> [DIRECTIVE 1]:
Count the lines in the entries below that contain the string "white" and give only that number.

> [DOCUMENT EXTRACT]:
- - - - -
Or at least I thought I was.
Like most founders, I learned how to raise capital, hire employees, pitch investors, negotiate acquisitions, survive payroll, and convince customers to buy products from companies that had barely existed long enough to print business cards. I read startup books. I attended conferences. I surrounded myself with people who knew how companies were built.
What nobody ever taught me was what to do if I actually succeeded.
I learned that lesson during the dot-com boom when my third company was acquired. The deal created $45 million in paper value for me, subject to a twelve-month lockup. At the time, that number was so far beyond anything I had ever contemplated that it barely felt real. To have happened a mere 18 months after inception of the company required a suspension of disbelief (as did dot-com valuations in general). In hindsight, that may have been part of the problem.
- - - - -
> [LISTED ENTRIES]:
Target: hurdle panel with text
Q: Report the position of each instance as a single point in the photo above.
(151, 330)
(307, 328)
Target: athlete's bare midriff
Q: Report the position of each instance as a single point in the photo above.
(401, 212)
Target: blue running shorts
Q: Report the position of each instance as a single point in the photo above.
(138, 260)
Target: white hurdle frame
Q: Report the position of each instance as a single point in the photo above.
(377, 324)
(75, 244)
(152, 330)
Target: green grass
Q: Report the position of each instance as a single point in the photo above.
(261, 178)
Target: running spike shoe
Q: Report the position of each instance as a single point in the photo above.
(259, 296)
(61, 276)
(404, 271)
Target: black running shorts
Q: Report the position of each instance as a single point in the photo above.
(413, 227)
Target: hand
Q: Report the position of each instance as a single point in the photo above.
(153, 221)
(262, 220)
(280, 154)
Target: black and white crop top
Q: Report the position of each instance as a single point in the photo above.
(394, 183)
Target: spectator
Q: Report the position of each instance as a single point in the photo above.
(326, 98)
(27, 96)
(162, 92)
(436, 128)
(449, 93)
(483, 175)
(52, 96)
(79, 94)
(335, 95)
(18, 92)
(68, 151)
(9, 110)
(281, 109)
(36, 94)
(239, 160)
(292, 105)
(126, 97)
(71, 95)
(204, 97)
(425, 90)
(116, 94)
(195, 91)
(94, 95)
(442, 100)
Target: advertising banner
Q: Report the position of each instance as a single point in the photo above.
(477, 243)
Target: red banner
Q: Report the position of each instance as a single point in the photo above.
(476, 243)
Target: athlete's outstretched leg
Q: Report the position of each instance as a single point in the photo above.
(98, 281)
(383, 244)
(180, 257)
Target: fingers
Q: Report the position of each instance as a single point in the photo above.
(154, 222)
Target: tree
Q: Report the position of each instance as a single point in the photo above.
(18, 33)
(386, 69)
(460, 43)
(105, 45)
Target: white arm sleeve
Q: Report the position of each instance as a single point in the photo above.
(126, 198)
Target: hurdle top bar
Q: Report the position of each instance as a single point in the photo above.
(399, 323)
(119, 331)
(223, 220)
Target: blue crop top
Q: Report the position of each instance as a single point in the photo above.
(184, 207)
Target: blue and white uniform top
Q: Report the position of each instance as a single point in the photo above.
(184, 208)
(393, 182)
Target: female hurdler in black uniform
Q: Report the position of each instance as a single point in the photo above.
- - - - -
> [DIRECTIVE 2]:
Reproduce the founder excerpt above in full, word for word.

> [CORRECT RESPONSE 1]:
4

> [CORRECT RESPONSE 2]:
Or at least I thought I was.
Like most founders, I learned how to raise capital, hire employees, pitch investors, negotiate acquisitions, survive payroll, and convince customers to buy products from companies that had barely existed long enough to print business cards. I read startup books. I attended conferences. I surrounded myself with people who knew how companies were built.
What nobody ever taught me was what to do if I actually succeeded.
I learned that lesson during the dot-com boom when my third company was acquired. The deal created $45 million in paper value for me, subject to a twelve-month lockup. At the time, that number was so far beyond anything I had ever contemplated that it barely felt real. To have happened a mere 18 months after inception of the company required a suspension of disbelief (as did dot-com valuations in general). In hindsight, that may have been part of the problem.